Take the data below and write it out exactly, except for the pictures.

Start of TASK DATA

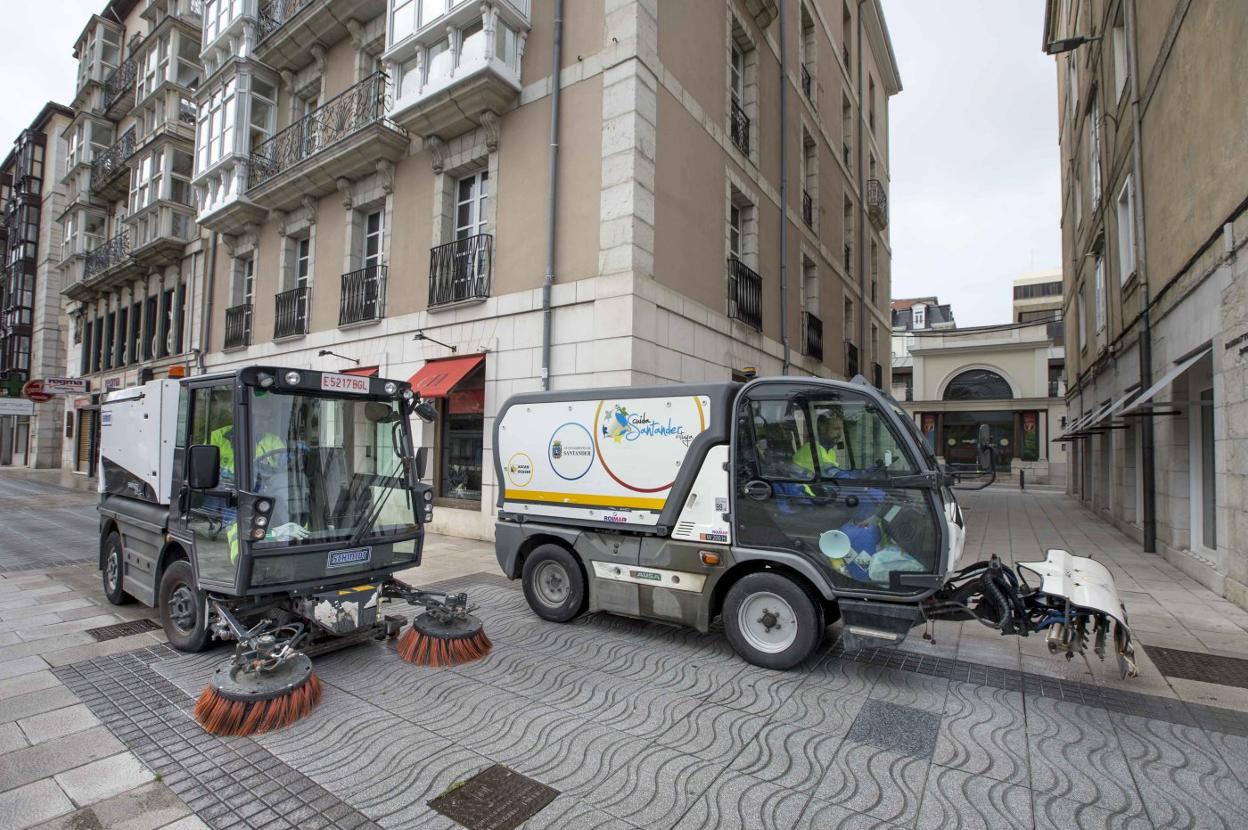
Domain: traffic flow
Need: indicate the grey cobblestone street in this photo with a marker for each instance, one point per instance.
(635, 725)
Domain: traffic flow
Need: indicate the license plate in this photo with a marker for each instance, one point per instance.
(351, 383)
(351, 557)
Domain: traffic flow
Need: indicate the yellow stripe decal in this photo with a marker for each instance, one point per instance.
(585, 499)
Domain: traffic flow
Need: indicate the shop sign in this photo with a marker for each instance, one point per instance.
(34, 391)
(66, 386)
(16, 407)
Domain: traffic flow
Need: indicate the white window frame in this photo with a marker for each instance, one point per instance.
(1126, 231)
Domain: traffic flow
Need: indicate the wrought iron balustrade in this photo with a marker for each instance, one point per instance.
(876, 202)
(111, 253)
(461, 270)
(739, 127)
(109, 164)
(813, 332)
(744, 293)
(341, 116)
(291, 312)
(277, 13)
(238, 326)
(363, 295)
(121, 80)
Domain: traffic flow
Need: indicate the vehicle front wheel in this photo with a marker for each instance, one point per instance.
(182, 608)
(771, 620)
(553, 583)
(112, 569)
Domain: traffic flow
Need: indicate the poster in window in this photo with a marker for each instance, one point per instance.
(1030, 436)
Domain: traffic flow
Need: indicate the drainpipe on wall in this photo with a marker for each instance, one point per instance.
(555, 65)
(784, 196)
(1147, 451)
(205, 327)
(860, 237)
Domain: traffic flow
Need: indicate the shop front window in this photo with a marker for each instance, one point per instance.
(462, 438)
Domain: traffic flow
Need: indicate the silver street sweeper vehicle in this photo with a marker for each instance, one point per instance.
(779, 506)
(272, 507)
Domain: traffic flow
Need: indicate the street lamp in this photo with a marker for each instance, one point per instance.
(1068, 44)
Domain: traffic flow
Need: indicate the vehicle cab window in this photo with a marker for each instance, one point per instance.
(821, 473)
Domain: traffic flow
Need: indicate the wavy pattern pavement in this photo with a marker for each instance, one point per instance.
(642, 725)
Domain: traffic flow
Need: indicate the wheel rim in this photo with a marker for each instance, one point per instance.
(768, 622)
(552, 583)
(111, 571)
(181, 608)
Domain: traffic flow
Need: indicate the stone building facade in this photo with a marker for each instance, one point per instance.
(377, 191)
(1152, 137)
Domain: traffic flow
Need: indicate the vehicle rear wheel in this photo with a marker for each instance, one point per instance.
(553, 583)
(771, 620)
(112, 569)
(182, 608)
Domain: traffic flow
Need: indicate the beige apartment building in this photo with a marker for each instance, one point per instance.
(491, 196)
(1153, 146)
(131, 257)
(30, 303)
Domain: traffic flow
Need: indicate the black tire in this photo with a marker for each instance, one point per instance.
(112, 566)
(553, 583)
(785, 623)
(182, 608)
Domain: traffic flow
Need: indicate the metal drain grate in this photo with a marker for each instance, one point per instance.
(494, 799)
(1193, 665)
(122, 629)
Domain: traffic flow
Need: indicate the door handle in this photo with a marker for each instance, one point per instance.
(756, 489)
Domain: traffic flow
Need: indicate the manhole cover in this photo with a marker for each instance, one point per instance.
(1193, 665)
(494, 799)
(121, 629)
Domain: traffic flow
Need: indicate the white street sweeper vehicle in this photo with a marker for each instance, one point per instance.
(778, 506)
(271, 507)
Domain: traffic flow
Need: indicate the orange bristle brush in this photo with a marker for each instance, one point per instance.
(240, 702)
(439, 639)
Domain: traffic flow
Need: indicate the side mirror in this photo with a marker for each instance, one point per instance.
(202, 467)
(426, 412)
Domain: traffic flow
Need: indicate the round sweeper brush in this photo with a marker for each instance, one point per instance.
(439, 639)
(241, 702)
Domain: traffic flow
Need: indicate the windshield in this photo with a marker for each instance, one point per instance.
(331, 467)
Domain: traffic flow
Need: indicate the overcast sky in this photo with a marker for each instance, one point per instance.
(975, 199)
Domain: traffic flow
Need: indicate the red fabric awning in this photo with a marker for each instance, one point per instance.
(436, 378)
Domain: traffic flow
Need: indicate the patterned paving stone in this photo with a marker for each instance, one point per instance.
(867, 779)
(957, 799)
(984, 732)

End of TASK DATA

**SOLUTION FOR THIS PROBLEM:**
Domain: traffic flow
Need: indicate the grey cobblestone street in this photo with a marker for each instance, one point per instance.
(635, 725)
Domain: traffic flow
Need: indicate the license plate in this photo with a marker for each instance, one point per instance.
(351, 383)
(351, 557)
Domain: traffic flow
Need: indicate the yellow stripe decal in this photo with a marker for each instance, one point per instance.
(585, 499)
Domain: traffic flow
Need: indicate the shop sign in this photo with a marker for each instance, one point per instance.
(34, 391)
(66, 386)
(16, 407)
Domain: traffic flow
Need: indicate the white window frame in this photo with a marker for each instance, one point per instance.
(1126, 231)
Domain: traffic flow
Need: indicate the wrought iron balustrade in this photo with a marker for each instance, one point per instance.
(876, 202)
(111, 253)
(461, 270)
(739, 127)
(109, 164)
(813, 332)
(744, 293)
(341, 116)
(291, 312)
(277, 13)
(238, 326)
(363, 295)
(121, 80)
Domain: traffic flow
Need: indicate the vehicle front wheel in this photo with a marker for each instance, one point per instance.
(182, 608)
(771, 620)
(553, 583)
(112, 569)
Domain: traffic flow
Need: indicate the poster in window in this photo with a marker for each instance, one point per instance.
(1030, 436)
Domain: traffic flow
Need: indicate the drainpipe on wall in this photo with a marker for each instance, one point per instance.
(555, 65)
(784, 196)
(1147, 451)
(205, 327)
(860, 237)
Domain: traffic flow
Need: indicate the shop front window in this photo with a marker for each instance, one point per instance.
(462, 438)
Domain: traffic flow
Need: indicate the silver street sweeper vehicle in this photo with a marker for each instance, one point per instance.
(779, 506)
(272, 507)
Domain: traffic flow
Need: indicate the street lamp in this photo with a marker for each instance, one point per instance.
(1068, 44)
Domain: traffic flow
Need: indicate the vehicle cab window in this photo with a marker for each instance, one point per instance.
(821, 473)
Domain: traffic flow
Need: indicate the wavy pattern pavement in this photo with a marker for each instance, one point per instance.
(642, 725)
Domain: traffic flow
Need: indicate the wheel rim in this photo with a marker for each instance, one point per instance.
(768, 622)
(552, 583)
(111, 571)
(181, 608)
Domain: traffic flow
Need: indicate the stone building facade in this photo with a marker for each instance, one point per instance.
(377, 191)
(1152, 137)
Domain: traffic flow
Need: indicate the vehicle rear wheel in this photo with a marker for each instance, one point per instance.
(553, 583)
(771, 620)
(112, 569)
(182, 608)
Domain: traffic flow
Need: indicate the beige apartment building in this photo with a marker for each instance, one point per instance.
(491, 196)
(1153, 146)
(131, 257)
(30, 303)
Domain: traffic flow
Need: indicate the black tire in this photo with a marker for each instance, one point per instance.
(112, 566)
(553, 583)
(785, 623)
(182, 608)
Domain: traffic flow
Need: indicate the metal drain grate in this photo with a marker for each instance, one point per instance.
(494, 799)
(1193, 665)
(122, 629)
Domain: traffic flow
Need: indicate the door handle in this photo with a marker for each instance, one point per instance.
(756, 489)
Domain: traffic flow
Need: indicate the manhole cover in this photo with a marker for each instance, one point per instance.
(1193, 665)
(494, 799)
(121, 629)
Domain: traffic flow
Need: indicate the white street sweeper vehicle in this photo with a marker for each instance, one point per instance.
(778, 506)
(271, 507)
Domain: traffic flow
Need: indicate the orange bristle brush in this photo with a marker for each instance, one point per instance.
(240, 702)
(439, 639)
Domain: traffic flow
Need: indicate the side mirror in this photo with a marker for each instance, one point per instance.
(202, 467)
(426, 412)
Domain: traffic flow
Need: indicate the round sweeper brush in this photo with a marker for each instance, one point per instance.
(439, 639)
(241, 702)
Domain: traffic flow
Need: indicate the windshield in this photo with a marker for each instance, one point per instance.
(331, 467)
Domain: traffic flow
Need: indicate the overcast sky in this photo with a marker for each instance, one point per instance.
(975, 199)
Domain: traffic flow
Need: indicate the red fabric awning in this photo with a marker for each instance, one point per instance.
(436, 378)
Domain: traffic flow
Need: indicate the patterned paving stone in this photo with a marker for each instance, one point per instance.
(867, 779)
(957, 799)
(984, 732)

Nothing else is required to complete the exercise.